* Aim
Please copy out the rows word for word, starting with the first line and going on through the line that contains "column 34, row 95".
── Entries provided
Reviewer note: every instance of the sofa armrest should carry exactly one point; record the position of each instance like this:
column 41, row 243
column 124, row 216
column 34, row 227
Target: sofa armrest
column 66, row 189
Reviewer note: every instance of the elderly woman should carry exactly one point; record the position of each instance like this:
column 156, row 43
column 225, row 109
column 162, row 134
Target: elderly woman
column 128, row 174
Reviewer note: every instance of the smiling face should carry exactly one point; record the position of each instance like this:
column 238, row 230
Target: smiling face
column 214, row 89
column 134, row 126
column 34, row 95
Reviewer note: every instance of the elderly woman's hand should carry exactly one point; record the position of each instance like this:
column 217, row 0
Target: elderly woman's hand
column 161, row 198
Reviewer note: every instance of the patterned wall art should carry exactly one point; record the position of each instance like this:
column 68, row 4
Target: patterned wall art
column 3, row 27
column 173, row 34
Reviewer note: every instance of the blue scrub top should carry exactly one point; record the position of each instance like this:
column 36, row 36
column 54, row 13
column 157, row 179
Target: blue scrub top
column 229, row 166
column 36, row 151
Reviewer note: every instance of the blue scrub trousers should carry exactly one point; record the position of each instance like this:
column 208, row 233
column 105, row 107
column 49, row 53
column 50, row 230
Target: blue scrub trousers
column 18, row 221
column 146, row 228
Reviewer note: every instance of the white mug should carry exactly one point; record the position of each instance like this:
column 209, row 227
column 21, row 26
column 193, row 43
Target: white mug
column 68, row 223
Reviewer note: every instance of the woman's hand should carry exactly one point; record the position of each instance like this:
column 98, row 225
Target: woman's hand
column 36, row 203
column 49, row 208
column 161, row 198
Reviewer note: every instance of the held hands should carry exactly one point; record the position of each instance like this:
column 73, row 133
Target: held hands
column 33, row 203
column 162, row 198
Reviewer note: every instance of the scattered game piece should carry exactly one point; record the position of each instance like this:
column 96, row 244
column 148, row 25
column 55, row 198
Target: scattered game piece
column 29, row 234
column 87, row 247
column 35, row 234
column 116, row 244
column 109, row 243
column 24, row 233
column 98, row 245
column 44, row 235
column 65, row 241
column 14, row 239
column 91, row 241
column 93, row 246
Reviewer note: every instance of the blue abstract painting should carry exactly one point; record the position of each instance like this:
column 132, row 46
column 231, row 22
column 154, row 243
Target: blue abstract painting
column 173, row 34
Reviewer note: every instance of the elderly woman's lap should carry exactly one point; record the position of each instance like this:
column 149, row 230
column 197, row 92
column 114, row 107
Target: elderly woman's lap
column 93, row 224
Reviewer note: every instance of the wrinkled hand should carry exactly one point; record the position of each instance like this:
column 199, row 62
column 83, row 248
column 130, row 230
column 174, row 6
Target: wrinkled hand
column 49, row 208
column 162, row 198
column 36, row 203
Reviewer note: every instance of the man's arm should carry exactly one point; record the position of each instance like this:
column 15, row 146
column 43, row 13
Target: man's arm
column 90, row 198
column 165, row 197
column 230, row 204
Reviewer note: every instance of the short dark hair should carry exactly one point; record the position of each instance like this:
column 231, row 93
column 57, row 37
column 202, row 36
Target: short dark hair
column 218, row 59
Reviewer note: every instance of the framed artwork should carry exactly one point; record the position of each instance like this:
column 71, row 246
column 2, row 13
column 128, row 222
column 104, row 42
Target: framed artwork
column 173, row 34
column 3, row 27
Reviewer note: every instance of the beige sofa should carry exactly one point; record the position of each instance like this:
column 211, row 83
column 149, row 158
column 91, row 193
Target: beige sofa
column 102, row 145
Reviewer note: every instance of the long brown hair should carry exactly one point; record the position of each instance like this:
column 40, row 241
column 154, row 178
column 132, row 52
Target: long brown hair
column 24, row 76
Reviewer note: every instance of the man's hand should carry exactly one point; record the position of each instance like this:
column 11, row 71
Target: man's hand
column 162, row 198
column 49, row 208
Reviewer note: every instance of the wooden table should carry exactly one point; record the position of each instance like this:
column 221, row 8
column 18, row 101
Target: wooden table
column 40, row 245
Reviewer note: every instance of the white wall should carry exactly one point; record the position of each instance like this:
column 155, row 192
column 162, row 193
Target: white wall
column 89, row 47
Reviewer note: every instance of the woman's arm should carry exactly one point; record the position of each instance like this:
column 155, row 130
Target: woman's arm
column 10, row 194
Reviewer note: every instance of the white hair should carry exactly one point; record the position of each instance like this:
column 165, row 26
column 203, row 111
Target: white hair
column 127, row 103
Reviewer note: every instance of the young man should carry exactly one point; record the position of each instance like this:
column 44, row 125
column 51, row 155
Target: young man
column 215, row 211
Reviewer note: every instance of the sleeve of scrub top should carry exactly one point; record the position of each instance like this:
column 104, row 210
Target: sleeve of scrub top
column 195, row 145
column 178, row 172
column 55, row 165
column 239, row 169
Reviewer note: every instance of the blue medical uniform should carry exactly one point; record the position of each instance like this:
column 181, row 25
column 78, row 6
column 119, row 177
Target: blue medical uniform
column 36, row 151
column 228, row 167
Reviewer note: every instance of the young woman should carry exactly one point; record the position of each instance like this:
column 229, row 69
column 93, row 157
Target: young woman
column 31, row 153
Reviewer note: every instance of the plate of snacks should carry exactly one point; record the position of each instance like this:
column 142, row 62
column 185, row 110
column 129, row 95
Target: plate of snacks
────
* Result of this exercise
Reviewer note: every instance of the sofa armrest should carry exactly one point; record the position of each instance like this:
column 41, row 243
column 124, row 216
column 34, row 227
Target: sofa armrest
column 66, row 189
Reviewer note: every instance of the elderly woman should carry exactly one point; record the position of each instance like this:
column 156, row 43
column 225, row 109
column 162, row 134
Target: elderly woman
column 128, row 174
Reviewer note: every instance of the smiling face should carry exactly one point; record the position of each instance like this:
column 238, row 230
Target: smiling face
column 214, row 89
column 134, row 126
column 34, row 95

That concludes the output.